Source document:

= Beginning of Section =

QUESTION: Yeah, this is my first question. And my second is: Lebanese national and
U.S permanent resident Nizar Zakka has been released from prison and he will be going back to Lebanon tomorrow. How do you view this this development?

MS ORTAGUS: So on your second question, we’re aware of those public reports, but we don’t have anything to comment on from the podium today. As it relates to your first question on Iran, I mean, obviously we see these reports as showing that Iran is going in the wrong direction, and it underscores the continuing challenge Iran poses to international peace and security. This is something that I’ve been a part – many of you know I was traveling for the last week with the Secretary – part of many conversations with our European allies on this topic, and we think it’s important for the international community to remain united to hold the Iranian regime accountable. And I know that we left those meetings very encouraged that our European allies will do so.

Said, how are you?

QUESTION: Thank you.

QUESTION: Yeah, thank you. I want to move on another topic.

QUESTION: Can we stay on – also on Iran, please?

QUESTION: Follow-up on Iran?

QUESTION: Can we stay on Iran?

MS ORTAGUS: Go ahead, Lesley.

= End of Section =

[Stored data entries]

= Beginning of Section =

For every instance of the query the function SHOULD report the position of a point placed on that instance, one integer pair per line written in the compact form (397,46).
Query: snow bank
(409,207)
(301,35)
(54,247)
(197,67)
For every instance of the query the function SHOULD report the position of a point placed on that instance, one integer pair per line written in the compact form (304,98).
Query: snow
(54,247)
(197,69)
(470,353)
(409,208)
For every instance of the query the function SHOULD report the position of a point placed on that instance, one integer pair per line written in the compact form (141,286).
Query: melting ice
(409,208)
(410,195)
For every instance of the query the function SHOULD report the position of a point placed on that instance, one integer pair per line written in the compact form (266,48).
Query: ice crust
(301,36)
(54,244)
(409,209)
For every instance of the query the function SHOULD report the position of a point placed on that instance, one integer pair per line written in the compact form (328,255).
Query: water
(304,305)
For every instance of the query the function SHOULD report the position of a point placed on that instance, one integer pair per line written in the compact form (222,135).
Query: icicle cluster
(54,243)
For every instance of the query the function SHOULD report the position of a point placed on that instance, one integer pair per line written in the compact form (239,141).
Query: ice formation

= End of Section =

Work request 1:
Name every person whose name appears in the briefing transcript, including in speaker labels.
Work request 2:
Repeat a section of the briefing transcript word for word. Begin at the words "Said, how are" and stop after "stay on Iran?".

Output 1:
Nizar Zakka
Ortagus
Said
Lesley

Output 2:
Said, how are you?

QUESTION: Thank you.

QUESTION: Yeah, thank you. I want to move on another topic.

QUESTION: Can we stay on – also on Iran, please?

QUESTION: Follow-up on Iran?

QUESTION: Can we stay on Iran?